SET PROBLEM A:
Repeat the journal entry text between "July 1st, 2001" and "that out to me.", inclusive.

SELECTION:
+-------+

July 1st, 2001

silly, bunny ears

Technicalities, technicalities.

OK, so we're not a frat house: we do not have a beer bong. David (Godai) just pointed that out to me.

No beer bong. No bar. Therefore, not a frat house.

We shall have to repair this, immediately.
  • Current Music
    murray head - one night in bangkok
running, bomb tech

By special request from acpizza: "the ill-fated orgy"

[Edit: "HSBF" is better known as That Idiot Shawn.]

Once upon a time, when I was way the fuck too young and stupid, I had the honor to be a guest at one of my high school best friend's parties, this one to be afterwards known as "the ill-fated orgy." I was a freshman at the University of Alaska Fairbanks, and the year was 1998.

The guests at this party were as follows:

J*, a very sweet girl, the best friend of my college roommate
M*, my college roommate
Poppa Smurf, a guy who was only 18 like most of the rest of us, but looked overage
HSBF, that idiot my high school best friend
C*, HSBF's girlfriend
T*, a friend of J* and C*, very detached from the whole thing
G*, this chick
Tomcat, G*'s fuck of the moment, a very sweet guy
R*, HSBF's best male friend, dating/fucking J*
Mel, the ditzy chick from a few doors down on my floor in the dorms, fired from her job as a student police officer, turned down by the paramedics as a volunteer

...and me.

+-------+

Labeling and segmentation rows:
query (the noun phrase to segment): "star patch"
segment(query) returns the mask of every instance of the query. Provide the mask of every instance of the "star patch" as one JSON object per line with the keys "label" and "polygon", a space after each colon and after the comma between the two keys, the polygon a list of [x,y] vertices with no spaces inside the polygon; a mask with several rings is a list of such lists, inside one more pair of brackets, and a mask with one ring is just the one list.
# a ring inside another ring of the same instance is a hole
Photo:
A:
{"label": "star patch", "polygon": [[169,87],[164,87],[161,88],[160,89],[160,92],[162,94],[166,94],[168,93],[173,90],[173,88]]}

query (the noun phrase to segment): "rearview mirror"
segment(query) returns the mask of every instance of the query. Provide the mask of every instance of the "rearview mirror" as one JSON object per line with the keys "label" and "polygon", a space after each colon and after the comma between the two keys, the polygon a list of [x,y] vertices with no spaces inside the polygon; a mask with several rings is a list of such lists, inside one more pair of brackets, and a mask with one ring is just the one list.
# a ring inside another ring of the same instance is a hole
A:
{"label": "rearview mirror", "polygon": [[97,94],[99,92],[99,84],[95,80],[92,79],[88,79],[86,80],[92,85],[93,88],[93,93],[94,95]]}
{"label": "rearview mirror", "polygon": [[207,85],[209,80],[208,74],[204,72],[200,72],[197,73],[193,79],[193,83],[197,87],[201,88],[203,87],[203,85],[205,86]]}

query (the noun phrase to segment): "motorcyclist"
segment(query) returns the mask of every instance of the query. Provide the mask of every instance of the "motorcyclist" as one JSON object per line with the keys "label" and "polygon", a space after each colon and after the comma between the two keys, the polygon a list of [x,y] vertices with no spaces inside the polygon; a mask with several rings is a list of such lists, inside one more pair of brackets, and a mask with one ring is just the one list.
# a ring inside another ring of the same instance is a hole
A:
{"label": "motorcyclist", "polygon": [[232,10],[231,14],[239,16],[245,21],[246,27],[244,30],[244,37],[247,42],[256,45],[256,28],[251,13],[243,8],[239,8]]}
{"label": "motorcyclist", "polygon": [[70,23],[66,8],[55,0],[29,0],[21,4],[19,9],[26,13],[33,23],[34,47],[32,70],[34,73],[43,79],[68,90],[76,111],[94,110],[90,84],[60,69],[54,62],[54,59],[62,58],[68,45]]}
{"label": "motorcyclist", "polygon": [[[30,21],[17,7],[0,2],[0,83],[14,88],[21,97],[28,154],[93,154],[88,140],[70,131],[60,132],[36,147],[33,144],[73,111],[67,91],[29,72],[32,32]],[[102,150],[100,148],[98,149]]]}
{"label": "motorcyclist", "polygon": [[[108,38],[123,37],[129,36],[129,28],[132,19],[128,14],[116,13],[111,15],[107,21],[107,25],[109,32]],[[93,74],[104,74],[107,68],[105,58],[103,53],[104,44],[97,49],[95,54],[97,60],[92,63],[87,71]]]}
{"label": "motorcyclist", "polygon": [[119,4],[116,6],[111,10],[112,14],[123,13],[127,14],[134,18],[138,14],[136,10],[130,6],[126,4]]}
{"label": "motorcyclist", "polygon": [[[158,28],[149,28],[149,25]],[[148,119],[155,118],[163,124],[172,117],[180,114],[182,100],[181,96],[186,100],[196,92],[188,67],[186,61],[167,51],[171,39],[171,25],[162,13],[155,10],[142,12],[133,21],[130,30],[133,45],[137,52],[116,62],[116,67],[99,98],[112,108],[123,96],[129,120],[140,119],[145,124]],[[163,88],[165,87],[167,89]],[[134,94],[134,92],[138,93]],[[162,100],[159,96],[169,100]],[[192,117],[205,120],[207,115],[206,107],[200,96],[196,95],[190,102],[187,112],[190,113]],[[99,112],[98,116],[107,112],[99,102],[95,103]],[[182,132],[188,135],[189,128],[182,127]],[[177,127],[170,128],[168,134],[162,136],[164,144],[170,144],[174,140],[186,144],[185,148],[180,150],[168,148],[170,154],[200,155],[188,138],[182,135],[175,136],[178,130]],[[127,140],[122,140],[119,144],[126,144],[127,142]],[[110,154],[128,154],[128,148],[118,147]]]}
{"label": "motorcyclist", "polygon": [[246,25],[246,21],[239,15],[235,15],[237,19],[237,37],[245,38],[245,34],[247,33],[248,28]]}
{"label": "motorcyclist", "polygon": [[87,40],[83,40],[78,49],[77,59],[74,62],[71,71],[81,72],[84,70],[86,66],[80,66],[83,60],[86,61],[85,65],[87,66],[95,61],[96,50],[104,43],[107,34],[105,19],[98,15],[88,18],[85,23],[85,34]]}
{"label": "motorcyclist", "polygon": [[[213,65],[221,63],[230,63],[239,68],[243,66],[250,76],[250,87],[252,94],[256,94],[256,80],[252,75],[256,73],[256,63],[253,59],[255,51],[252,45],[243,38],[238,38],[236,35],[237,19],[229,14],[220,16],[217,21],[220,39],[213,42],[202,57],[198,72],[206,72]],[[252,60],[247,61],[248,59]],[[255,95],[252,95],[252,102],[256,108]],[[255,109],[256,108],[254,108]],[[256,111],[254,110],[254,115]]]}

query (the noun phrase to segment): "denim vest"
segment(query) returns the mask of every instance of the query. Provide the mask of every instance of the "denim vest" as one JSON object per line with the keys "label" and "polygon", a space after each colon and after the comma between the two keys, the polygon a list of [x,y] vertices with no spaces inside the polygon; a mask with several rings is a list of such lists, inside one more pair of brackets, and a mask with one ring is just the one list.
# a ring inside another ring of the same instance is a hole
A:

+-------+

SET PROBLEM B:
Gather every line of the rows that contains the string "denim". Case counts.

RESULT A:
July 1st, 2001

silly, bunny ears

Technicalities, technicalities.

OK, so we're not a frat house: we do not have a beer bong. David (Godai) just pointed that out to me.

RESULT B:
query (the noun phrase to segment): "denim vest"
segment(query) returns the mask of every instance of the query. Provide the mask of every instance of the "denim vest" as one JSON object per line with the keys "label" and "polygon", a space after each colon and after the comma between the two keys, the polygon a list of [x,y] vertices with no spaces inside the polygon; a mask with several rings is a list of such lists, inside one more pair of brackets, and a mask with one ring is just the one list.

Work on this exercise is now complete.